● Exercise requirements
When the string "yellow" is part of a line in the data below, report the whole line.

__________

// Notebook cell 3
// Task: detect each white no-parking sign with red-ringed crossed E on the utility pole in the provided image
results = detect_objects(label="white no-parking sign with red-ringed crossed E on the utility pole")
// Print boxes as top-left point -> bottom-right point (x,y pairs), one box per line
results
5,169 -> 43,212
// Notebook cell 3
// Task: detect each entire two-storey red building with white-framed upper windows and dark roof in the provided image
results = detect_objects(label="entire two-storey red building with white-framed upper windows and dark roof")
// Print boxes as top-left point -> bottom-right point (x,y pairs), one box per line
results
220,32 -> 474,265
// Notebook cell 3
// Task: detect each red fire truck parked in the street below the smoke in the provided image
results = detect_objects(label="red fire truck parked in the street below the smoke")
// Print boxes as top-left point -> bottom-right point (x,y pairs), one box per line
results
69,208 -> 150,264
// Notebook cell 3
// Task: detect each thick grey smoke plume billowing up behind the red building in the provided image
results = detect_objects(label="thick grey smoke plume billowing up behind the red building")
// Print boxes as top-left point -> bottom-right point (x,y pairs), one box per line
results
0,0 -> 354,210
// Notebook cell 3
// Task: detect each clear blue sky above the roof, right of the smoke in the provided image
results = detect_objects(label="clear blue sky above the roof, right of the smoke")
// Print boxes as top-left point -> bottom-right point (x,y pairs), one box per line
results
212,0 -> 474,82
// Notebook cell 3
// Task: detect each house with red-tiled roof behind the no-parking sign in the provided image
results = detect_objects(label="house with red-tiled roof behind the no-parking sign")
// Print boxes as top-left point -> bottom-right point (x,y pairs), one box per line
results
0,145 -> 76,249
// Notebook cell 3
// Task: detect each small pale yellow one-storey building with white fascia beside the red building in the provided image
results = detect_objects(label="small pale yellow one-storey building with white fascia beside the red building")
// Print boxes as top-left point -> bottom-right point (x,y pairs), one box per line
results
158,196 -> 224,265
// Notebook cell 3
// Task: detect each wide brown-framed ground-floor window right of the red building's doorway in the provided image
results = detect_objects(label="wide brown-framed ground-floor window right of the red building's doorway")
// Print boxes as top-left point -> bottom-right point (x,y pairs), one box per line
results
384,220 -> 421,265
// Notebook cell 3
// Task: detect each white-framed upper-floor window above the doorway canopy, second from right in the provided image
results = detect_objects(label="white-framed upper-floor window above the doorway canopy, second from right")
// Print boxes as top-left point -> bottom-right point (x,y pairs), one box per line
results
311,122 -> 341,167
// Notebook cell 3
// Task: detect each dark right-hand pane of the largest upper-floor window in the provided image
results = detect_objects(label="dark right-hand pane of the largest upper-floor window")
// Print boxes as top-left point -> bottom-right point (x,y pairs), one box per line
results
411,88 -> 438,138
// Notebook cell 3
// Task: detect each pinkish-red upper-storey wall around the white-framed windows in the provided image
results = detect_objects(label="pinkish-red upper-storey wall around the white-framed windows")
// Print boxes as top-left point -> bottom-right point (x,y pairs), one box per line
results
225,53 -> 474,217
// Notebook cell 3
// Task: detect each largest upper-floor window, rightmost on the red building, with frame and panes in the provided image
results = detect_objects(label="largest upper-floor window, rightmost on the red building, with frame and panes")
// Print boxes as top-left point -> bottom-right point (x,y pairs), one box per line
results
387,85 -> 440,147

__________

● Exercise solution
// Task: detect each small pale yellow one-storey building with white fascia beside the red building in the provided image
results = detect_objects(label="small pale yellow one-storey building with white fascia beside the red building")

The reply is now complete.